BRANO SCELTO:
*-*-*

In una Nota sullo stile di Papa Leone XIV del 1° giugno 2025, pubblicata sul suo blog e riproposta da Sandro Magister su Settimo Cielo il 2 giugno, Leonardo Lugaresi, esperto di Padri della Chiesa, si sforza di «cogliere un aspetto dello stile di pensiero e di governo di Papa Leone XIV, che mi sembra emergere chiaramente nei suoi primi discorsi; un tratto che merita la massima attenzione per il suo valore paradigmatico, non solo nei contenuti ma anche, e direi soprattutto, nel metodo».
Questo stile, secondo lo studioso italiano, equivale a fare «giusto uso» della tradizione: «raccogliere ciò che c’è di buono in ogni persona, in ogni discorso, in ogni evento, e filtrare ciò che è cattivo».

*-*-*

DATI FORNITI:
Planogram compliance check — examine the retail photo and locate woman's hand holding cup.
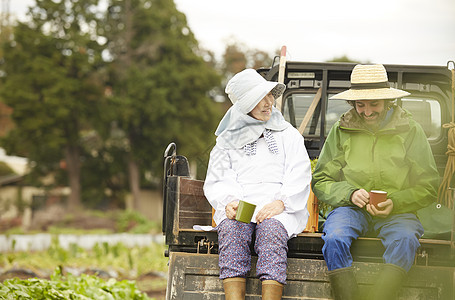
[225,200,239,220]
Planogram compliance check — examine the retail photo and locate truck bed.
[164,172,455,300]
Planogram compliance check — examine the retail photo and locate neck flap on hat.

*-*-*

L'ESERCIZIO:
Scrivi il seguito del brano sullo stile di Papa Leone XIV, partendo subito dopo la sua ultima frase.

RISPOSTA ALL'ESERCIZIO:
Spiega: «Ma oggi sarebbe altrettanto sbagliato pretendere che spetti al papa compiere una sorta di “controriforma”. Se posso azzardare una previsione, credo che questo comunque non accadrà. Penso invece che da Leone XIV possiamo attenderci non tanto delle correzioni esplicite o delle formali ritrattazioni di certi aspetti ambigui, confusi e in qualche caso problematici del precedente pontificato, quanto un loro “giusto uso” che, se così posso esprimermi, li “rimetta al loro posto”».
E illustra il suo punto con un esempio: «ad alcuni è dispiaciuto che nel discorso del 19 maggio ai rappresentanti delle altre chiese e di altre religioni papa Leone abbia citato la controversa Dichiarazione di Abu Dhabi».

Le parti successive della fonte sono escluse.